:: AUFGABENSTELLUNG ::
Formatiere die Zeilen ab der Zeile mit „Reviewer check: every instance of the marble“ bis einschließlich der letzten Zeile der Einträge als nummerierte Liste. Leerzeilen entfallen.

:: ZU VERARBEITENDE DATEN ::
***

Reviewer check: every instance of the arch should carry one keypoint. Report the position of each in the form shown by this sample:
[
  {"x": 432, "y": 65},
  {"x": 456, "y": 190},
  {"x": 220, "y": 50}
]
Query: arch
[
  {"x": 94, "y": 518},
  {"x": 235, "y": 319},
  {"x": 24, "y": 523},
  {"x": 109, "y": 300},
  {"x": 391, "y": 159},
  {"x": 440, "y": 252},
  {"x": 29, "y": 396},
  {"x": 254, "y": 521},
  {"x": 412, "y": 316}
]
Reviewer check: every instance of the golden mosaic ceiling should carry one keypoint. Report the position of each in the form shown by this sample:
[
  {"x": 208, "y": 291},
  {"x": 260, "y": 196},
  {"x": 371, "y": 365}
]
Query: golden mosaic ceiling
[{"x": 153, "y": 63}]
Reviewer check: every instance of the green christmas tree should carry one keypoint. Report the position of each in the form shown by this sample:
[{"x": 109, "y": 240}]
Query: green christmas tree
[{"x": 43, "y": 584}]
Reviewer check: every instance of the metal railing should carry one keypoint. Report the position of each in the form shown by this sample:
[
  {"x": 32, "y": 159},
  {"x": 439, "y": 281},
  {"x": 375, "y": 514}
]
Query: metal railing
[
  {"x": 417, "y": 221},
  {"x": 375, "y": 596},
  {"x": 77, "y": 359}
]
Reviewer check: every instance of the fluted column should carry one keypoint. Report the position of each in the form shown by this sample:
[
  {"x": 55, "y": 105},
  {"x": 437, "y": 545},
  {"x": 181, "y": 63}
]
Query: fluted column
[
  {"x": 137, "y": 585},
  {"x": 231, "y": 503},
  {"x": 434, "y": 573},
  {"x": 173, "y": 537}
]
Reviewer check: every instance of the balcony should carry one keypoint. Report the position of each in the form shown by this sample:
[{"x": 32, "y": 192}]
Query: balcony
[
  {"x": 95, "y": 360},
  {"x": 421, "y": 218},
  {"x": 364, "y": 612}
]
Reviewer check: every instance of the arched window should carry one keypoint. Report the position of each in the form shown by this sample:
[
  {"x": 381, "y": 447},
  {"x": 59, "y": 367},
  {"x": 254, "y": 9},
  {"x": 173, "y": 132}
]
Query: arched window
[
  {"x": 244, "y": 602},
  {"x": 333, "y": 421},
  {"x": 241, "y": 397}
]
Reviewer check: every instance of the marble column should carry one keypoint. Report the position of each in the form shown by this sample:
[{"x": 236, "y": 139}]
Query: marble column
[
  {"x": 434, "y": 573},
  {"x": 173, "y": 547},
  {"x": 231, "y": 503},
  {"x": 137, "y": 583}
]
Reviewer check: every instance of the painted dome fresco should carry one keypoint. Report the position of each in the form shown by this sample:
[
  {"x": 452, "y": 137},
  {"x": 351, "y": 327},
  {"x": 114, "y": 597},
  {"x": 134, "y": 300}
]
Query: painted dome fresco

***

:: ERLEDIGTE AUFGABE ::
1. Reviewer check: every instance of the marble column should carry one keypoint. Report the position of each in the form shown by this sample:
2. [{"x": 236, "y": 139}]
3. Query: marble column
4. [
5.   {"x": 434, "y": 573},
6.   {"x": 173, "y": 547},
7.   {"x": 231, "y": 503},
8.   {"x": 137, "y": 583}
9. ]
10. Reviewer check: every instance of the painted dome fresco should carry one keypoint. Report the position of each in the form shown by this sample:
11. [
12.   {"x": 452, "y": 137},
13.   {"x": 351, "y": 327},
14.   {"x": 114, "y": 597},
15.   {"x": 134, "y": 300}
16. ]
17. Query: painted dome fresco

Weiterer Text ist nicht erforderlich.